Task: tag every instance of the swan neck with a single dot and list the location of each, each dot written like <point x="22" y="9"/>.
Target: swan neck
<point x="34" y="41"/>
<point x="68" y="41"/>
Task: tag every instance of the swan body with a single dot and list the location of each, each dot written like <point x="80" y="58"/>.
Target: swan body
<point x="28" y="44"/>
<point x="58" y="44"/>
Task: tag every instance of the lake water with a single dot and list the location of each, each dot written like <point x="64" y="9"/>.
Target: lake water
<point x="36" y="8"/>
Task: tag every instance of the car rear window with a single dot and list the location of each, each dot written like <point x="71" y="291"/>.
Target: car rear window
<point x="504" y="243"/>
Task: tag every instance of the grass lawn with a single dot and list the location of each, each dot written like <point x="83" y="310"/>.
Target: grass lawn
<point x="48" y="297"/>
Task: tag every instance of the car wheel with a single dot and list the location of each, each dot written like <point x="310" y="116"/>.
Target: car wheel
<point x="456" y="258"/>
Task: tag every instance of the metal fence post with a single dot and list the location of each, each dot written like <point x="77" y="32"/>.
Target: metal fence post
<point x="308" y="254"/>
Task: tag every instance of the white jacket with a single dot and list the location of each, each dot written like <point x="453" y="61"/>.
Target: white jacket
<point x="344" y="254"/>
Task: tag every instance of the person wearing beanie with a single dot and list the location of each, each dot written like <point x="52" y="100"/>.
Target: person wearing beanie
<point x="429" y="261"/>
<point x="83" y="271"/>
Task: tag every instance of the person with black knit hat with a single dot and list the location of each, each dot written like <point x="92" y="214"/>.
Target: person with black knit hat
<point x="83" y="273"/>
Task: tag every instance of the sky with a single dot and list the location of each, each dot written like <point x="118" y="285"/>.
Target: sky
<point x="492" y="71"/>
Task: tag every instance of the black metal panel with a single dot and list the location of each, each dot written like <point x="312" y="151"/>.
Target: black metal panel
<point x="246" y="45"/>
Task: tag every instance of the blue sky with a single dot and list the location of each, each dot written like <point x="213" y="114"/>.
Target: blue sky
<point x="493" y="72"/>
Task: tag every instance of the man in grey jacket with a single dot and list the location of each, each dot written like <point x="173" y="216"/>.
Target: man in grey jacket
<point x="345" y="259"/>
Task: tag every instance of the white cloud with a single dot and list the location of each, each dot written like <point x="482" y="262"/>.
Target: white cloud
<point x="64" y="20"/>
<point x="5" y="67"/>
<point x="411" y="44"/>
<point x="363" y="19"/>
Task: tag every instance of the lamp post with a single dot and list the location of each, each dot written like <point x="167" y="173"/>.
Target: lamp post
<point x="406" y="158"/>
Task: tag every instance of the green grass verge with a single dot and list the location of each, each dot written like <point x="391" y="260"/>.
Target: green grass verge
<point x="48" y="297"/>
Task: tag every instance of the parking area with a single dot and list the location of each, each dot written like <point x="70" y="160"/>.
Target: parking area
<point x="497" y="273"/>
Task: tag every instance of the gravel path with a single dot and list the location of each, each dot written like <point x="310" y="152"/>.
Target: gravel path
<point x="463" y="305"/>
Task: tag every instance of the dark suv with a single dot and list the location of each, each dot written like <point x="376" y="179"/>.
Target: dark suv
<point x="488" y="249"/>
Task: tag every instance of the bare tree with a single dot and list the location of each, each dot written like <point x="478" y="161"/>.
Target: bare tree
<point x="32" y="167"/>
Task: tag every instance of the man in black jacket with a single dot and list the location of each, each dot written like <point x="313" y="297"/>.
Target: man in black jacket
+ + + +
▶ **Task to carry out**
Copy out the material above in its entirety, exactly.

▶ **Answer area**
Task: tag every instance of the swan neck with a single dot and list the location of each, each dot written like <point x="22" y="9"/>.
Target: swan neck
<point x="34" y="41"/>
<point x="68" y="41"/>
Task: tag every instance of the swan body with a single dot and list the location of each, each dot written like <point x="80" y="58"/>.
Target: swan body
<point x="28" y="44"/>
<point x="58" y="44"/>
Task: tag every instance of the lake water with a single dot and list the location of each, each dot written like <point x="64" y="9"/>.
Target: lake water
<point x="36" y="8"/>
Task: tag every instance of the car rear window with a single dot and list the location of each, each dot written like <point x="71" y="291"/>.
Target: car rear window
<point x="504" y="243"/>
Task: tag every instance of the grass lawn with a single dot and list the location of each, each dot written like <point x="83" y="310"/>.
Target: grass lawn
<point x="48" y="297"/>
Task: tag every instance of the car wheel with a single dot and list the location of each, each dot written like <point x="310" y="116"/>.
Target: car wheel
<point x="456" y="258"/>
Task: tag every instance of the metal fence post with a single dot and list the location of each, each dot written like <point x="77" y="32"/>.
Target: metal fence post
<point x="308" y="254"/>
Task: tag every instance of the white jacket with a single dot and list the location of each, each dot written like <point x="453" y="61"/>.
Target: white jacket
<point x="344" y="254"/>
Task: tag every instance of the person wearing beanie with a single dot and list the location of each, each dot written like <point x="52" y="100"/>.
Target: person wearing beanie
<point x="429" y="261"/>
<point x="83" y="271"/>
Task: tag every instance of the person with black knit hat with a single dot and list the location of each, each dot written like <point x="92" y="214"/>.
Target: person with black knit hat
<point x="83" y="273"/>
Task: tag every instance of the sky with a single dot and list the location of each, each dot written like <point x="118" y="285"/>.
Target: sky
<point x="492" y="71"/>
Task: tag every instance of the black metal panel with a single dot and list the location of each, each dot written like <point x="312" y="151"/>.
Target: black metal panel
<point x="246" y="45"/>
Task: tag every instance of the blue sky with a single dot and list the location of each, each dot written like <point x="213" y="114"/>.
Target: blue sky
<point x="493" y="72"/>
Task: tag every instance of the man in grey jacket with a single dot and list the location of each, each dot written like <point x="173" y="216"/>.
Target: man in grey jacket
<point x="345" y="259"/>
Task: tag every instance of the white cloud with a single dot and list the location of each, each dot written like <point x="482" y="262"/>.
Target: white cloud
<point x="64" y="20"/>
<point x="5" y="67"/>
<point x="411" y="44"/>
<point x="363" y="19"/>
Task: tag every instance of the lamp post with a single dot and list the location of each, each dot written like <point x="167" y="173"/>.
Target: lamp post
<point x="406" y="158"/>
Task: tag every instance of the green grass verge with a single dot and list the location of each, each dot written like <point x="391" y="260"/>.
Target: green grass verge
<point x="48" y="297"/>
Task: tag every instance of the parking area with a single dot and list the location of each, each dot written like <point x="70" y="160"/>.
Target: parking area
<point x="497" y="273"/>
Task: tag every instance of the gravel path with a single dot and list the location of each, each dot written like <point x="310" y="152"/>.
Target: gravel path
<point x="463" y="305"/>
Task: tag every instance of the dark suv with a single dot and list the location of each, each dot written like <point x="376" y="179"/>.
Target: dark suv
<point x="488" y="249"/>
Task: tag every instance of the bare tree with a single dot and list the location of each, each dot written like <point x="478" y="161"/>.
Target: bare tree
<point x="32" y="167"/>
Task: tag every instance of the man in black jacket with a single dot and list the location of each, each dot written like <point x="313" y="297"/>.
Target: man in black jacket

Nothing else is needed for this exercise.